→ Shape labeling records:
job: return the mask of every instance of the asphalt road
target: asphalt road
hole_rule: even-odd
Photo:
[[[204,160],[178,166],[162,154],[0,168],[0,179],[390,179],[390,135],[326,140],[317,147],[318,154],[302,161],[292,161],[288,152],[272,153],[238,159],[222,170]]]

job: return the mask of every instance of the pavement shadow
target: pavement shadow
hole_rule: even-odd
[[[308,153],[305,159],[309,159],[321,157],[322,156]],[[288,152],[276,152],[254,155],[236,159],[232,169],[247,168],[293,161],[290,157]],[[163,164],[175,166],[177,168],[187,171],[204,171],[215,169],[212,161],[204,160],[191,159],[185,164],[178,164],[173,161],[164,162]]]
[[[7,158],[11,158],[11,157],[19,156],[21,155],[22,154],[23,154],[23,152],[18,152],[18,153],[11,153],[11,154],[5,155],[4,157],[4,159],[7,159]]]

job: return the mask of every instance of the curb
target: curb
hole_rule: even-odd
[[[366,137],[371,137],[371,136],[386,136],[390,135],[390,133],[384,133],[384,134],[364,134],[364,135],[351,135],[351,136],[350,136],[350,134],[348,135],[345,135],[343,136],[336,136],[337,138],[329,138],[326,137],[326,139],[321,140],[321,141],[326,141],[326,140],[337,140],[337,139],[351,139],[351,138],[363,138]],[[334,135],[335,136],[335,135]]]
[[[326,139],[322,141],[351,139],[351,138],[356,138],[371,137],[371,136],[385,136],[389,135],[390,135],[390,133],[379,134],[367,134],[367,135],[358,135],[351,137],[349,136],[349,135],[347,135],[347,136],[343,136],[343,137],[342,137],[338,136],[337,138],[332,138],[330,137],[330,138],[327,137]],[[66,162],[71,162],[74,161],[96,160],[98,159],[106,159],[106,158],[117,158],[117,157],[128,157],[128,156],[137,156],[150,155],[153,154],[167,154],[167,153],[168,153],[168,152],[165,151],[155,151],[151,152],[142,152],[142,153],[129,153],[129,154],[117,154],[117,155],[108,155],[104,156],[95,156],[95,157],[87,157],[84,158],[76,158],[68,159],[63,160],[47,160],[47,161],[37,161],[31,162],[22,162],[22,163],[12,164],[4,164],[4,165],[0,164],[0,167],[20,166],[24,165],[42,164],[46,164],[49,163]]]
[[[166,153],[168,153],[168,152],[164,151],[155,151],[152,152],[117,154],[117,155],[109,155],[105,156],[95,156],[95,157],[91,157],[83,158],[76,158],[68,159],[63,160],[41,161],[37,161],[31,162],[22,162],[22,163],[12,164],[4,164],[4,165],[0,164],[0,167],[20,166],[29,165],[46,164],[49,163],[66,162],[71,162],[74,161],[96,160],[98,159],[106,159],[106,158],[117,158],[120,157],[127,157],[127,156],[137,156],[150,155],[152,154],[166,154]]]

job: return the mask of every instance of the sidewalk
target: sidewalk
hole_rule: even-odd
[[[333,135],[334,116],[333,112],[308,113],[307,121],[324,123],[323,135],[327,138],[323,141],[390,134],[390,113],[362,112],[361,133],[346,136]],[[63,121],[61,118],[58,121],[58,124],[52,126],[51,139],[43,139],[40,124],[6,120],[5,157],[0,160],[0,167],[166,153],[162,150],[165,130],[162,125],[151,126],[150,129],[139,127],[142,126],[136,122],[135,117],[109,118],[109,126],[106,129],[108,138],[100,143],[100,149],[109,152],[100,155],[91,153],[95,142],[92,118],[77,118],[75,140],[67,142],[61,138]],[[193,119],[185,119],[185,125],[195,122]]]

→ Set task:
Nothing but the lines from the line with "job: return the mask of every instance of the sidewalk" to the last line of the listing above should appear; please retype them exactly, both ends included.

→ Exercise output:
job: return the mask of every instance of the sidewalk
target: sidewalk
hole_rule: even-odd
[[[333,135],[334,116],[333,112],[308,113],[307,121],[324,123],[323,135],[327,138],[323,141],[390,134],[390,113],[362,112],[361,133],[346,136]],[[63,121],[61,118],[58,121],[58,124],[52,126],[51,139],[43,139],[40,124],[6,120],[5,157],[0,160],[0,167],[166,153],[162,150],[165,130],[162,125],[151,126],[150,129],[139,127],[142,126],[136,122],[135,117],[109,118],[109,126],[106,129],[108,138],[100,143],[100,149],[109,152],[100,155],[91,153],[95,142],[92,118],[77,118],[75,140],[67,142],[61,138]],[[193,119],[185,119],[185,125],[195,122]]]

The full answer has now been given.